[Records from a collection]
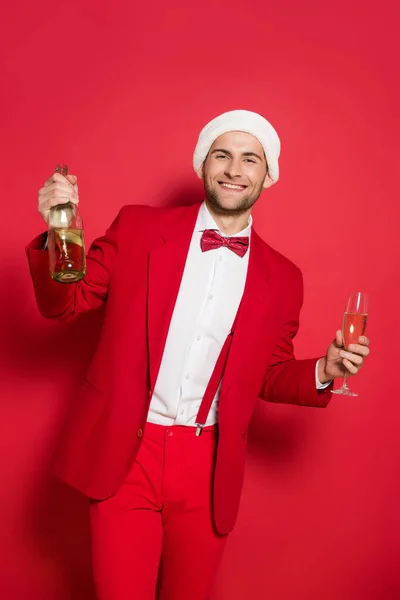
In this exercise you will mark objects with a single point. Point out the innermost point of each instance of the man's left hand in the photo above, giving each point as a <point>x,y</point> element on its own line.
<point>338,361</point>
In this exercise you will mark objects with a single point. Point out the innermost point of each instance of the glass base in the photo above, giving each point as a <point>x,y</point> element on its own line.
<point>344,392</point>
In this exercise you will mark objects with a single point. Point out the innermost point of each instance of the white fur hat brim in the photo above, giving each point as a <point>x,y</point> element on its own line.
<point>248,122</point>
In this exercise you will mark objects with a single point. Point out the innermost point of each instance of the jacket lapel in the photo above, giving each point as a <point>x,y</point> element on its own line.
<point>258,301</point>
<point>166,266</point>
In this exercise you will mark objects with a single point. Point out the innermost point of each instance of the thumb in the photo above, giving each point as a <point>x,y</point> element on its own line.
<point>339,338</point>
<point>72,179</point>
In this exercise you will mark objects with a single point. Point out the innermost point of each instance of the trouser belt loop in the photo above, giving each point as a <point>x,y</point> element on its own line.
<point>199,429</point>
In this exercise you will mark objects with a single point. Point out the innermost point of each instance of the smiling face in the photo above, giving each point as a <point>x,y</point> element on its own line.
<point>234,173</point>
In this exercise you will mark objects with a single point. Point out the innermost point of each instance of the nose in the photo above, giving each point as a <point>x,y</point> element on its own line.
<point>233,168</point>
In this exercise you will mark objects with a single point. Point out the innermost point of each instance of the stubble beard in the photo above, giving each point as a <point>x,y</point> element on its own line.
<point>243,204</point>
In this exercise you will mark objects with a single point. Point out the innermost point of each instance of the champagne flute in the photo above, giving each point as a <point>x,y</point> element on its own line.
<point>353,326</point>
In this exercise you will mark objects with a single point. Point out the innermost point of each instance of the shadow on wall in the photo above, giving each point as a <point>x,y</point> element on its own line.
<point>277,435</point>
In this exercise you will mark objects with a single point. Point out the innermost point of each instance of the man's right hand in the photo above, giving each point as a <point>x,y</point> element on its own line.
<point>57,190</point>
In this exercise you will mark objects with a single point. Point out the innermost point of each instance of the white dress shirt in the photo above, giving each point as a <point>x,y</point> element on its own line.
<point>208,299</point>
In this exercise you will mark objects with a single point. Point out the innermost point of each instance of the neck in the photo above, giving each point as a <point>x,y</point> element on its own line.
<point>230,224</point>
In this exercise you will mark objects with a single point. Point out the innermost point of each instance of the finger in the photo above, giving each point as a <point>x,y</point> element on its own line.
<point>354,358</point>
<point>47,204</point>
<point>72,179</point>
<point>57,186</point>
<point>358,349</point>
<point>61,196</point>
<point>352,369</point>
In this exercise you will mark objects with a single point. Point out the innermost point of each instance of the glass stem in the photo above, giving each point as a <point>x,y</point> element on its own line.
<point>345,380</point>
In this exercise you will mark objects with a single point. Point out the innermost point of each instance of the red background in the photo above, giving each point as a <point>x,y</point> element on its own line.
<point>120,92</point>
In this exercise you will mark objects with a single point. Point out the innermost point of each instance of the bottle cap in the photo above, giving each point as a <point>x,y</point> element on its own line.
<point>62,169</point>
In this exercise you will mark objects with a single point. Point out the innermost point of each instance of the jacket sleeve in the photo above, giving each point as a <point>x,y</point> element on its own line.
<point>66,301</point>
<point>286,379</point>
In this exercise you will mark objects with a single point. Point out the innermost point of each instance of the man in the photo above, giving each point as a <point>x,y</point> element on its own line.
<point>200,318</point>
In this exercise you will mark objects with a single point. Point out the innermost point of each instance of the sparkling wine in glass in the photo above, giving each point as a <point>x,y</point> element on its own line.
<point>353,326</point>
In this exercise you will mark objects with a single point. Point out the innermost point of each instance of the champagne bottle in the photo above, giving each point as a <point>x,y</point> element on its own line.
<point>65,240</point>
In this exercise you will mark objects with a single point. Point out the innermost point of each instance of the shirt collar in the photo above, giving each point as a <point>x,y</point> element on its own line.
<point>206,221</point>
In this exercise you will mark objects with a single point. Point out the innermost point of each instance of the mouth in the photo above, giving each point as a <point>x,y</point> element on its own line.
<point>234,187</point>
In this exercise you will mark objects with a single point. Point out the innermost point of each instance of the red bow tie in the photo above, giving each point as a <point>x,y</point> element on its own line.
<point>211,239</point>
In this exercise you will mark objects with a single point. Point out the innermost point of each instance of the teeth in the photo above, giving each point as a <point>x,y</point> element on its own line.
<point>232,187</point>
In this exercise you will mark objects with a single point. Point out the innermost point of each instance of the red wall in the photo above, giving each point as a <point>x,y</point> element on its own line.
<point>119,91</point>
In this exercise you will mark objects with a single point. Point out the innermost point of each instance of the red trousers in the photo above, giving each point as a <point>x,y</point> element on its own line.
<point>156,532</point>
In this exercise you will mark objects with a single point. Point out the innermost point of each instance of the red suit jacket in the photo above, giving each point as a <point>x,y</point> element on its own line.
<point>137,269</point>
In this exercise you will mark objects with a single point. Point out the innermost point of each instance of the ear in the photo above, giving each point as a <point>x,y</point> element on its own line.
<point>267,182</point>
<point>200,172</point>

Activity: Drop every picture and repeat the rest of the entries exactly.

Your response:
In this exercise you will mark objects with a single point. Point out the innermost point of each instance of the man's left hand in the photo above, giving each point as a <point>x,y</point> element on its own line.
<point>338,361</point>
In this exercise you will mark objects with a single point. Point out the innermost point of each instance of the glass base in the photo above, giving each point as a <point>x,y</point> element on its own line.
<point>344,392</point>
In this exercise you will mark objects with a single point. Point out the innermost point of each instance of the white fur hat brim in the photo above, giving each point as a <point>x,y</point> element on its own line.
<point>248,122</point>
In this exercise you will mark objects with a single point. Point out the innermost point of each instance of the jacket lapel in the photo above, giving each point as a <point>x,y</point> element on its own line.
<point>258,301</point>
<point>166,266</point>
In this exercise you will mark objects with a single point. Point out the innermost point of each instance of the thumb in the photo above, giving each point as a <point>x,y</point> element on its own line.
<point>339,338</point>
<point>72,179</point>
In this exercise you will mark objects with a single point. Point out the innermost point of each instance of the trouser belt loop in the photo above, giving each point as a <point>x,y</point> element on its own line.
<point>199,429</point>
In this exercise you will mark objects with a single point. Point out the innermost point of each instance of the smiling face in the photo above, giving each point as a <point>x,y</point> element on its own line.
<point>234,173</point>
In this exercise you will mark objects with a single point. Point out the innermost point of each instance of the nose in the photo above, giving each point as a <point>x,y</point> element on its own line.
<point>233,168</point>
In this exercise you will mark objects with a single point. Point out the innermost point of each instance of the stubble beard in the photo above, giving each point as a <point>x,y</point> element on its own line.
<point>243,204</point>
In this exercise you will mark objects with a single point. Point out the innermost point of each instance of the champagne flute in the photo above, giving each point as a <point>x,y</point> element on its own line.
<point>353,326</point>
In this exercise you will mark objects with a single point. Point out the innermost point of each instance of the shadow on wall in the photo above, giving each point as a <point>x,y</point> element on its own line.
<point>277,435</point>
In this exercise you will mark objects with a single point. Point out the innermost point of each instance of the man's right hand in the photo above, giving each point as a <point>x,y</point> element on its own line.
<point>57,190</point>
In this exercise you will mark objects with a single point. Point out the innermost point of each instance of the white dress shirt in the photo above, giving each point as a <point>x,y</point> element on its own line.
<point>208,299</point>
In this exercise you will mark objects with a single point. Point out the innermost point of each instance of the neck in the photo above, giving each point as a <point>x,y</point> element on its own line.
<point>230,224</point>
In this exercise you will mark objects with a single point. Point out the innermost point of each instance of the finger in the photo above, giving each point as a <point>x,y</point> element on its own line.
<point>354,358</point>
<point>47,204</point>
<point>72,179</point>
<point>57,186</point>
<point>358,349</point>
<point>61,196</point>
<point>352,369</point>
In this exercise you will mark objects with a single point. Point out the innermost point of each instance of the glass stem in the photo above, giving each point as a <point>x,y</point> element on its own line.
<point>345,380</point>
In this exercise you will mark objects with a single point. Point out the innermost point of each instance of the red background in the photo above, giving each point as a <point>x,y</point> element on its own line.
<point>120,92</point>
In this exercise you will mark objects with a single point. Point out the innermost point of each instance of the bottle cap in the photo above, giving each point as a <point>x,y</point> element on its own line.
<point>62,169</point>
In this exercise you will mark objects with a single point. Point out the innermost point of each instance of the jacket sleeve in the photo above, giving each point as a <point>x,y</point> element on its own line.
<point>66,301</point>
<point>286,379</point>
In this exercise you will mark objects with a single point. Point out the innermost point of each instance of the man in the photo above, giving each point as a <point>x,y</point> element on its own line.
<point>200,318</point>
In this exercise you will mark objects with a single point. Point out the innermost point of each instance of the sparkling wine in glass in the photo above, giving each point as a <point>x,y</point> element on its own line.
<point>353,326</point>
In this exercise you will mark objects with a single point. Point out the innermost point of each instance of the champagne bottle in the photo above, giving each point as a <point>x,y</point> element on its own line.
<point>65,240</point>
In this exercise you will mark objects with a single point. Point out the innermost point of each instance of the shirt collar in the photo above, giving each point as a <point>x,y</point> element on its own line.
<point>206,221</point>
In this exercise you will mark objects with a single point. Point out the innermost point of each instance of the mouth in the photo above, giving each point as a <point>x,y</point> element on its own line.
<point>234,187</point>
In this exercise you will mark objects with a single point. Point out the innermost point of each instance of the red bow tie in the photo above, giving each point as a <point>x,y</point> element on its own line.
<point>211,239</point>
In this exercise you will mark objects with a single point. Point out the innermost point of each instance of the teeth in the photo above, giving each point as a <point>x,y</point> element on its own line.
<point>232,187</point>
In this exercise you will mark objects with a single point. Point out the innermost point of each instance of the red wall in the photo above, giving each point as a <point>x,y</point> element on its own line.
<point>119,91</point>
In this exercise you will mark objects with a single point. Point out the innermost point of each instance of the red trousers in the photo above, giving each point as a <point>x,y</point> element on its own line.
<point>156,532</point>
In this exercise you will mark objects with a single point. Point out the innermost point of each instance of the red suit jacket in the photo above, giving each point as a <point>x,y</point> element on its own line.
<point>137,269</point>
In this exercise you will mark objects with a single point. Point out the innermost point of each instance of the ear in the photo above, giving each point as a <point>x,y</point> element on its own line.
<point>267,182</point>
<point>200,172</point>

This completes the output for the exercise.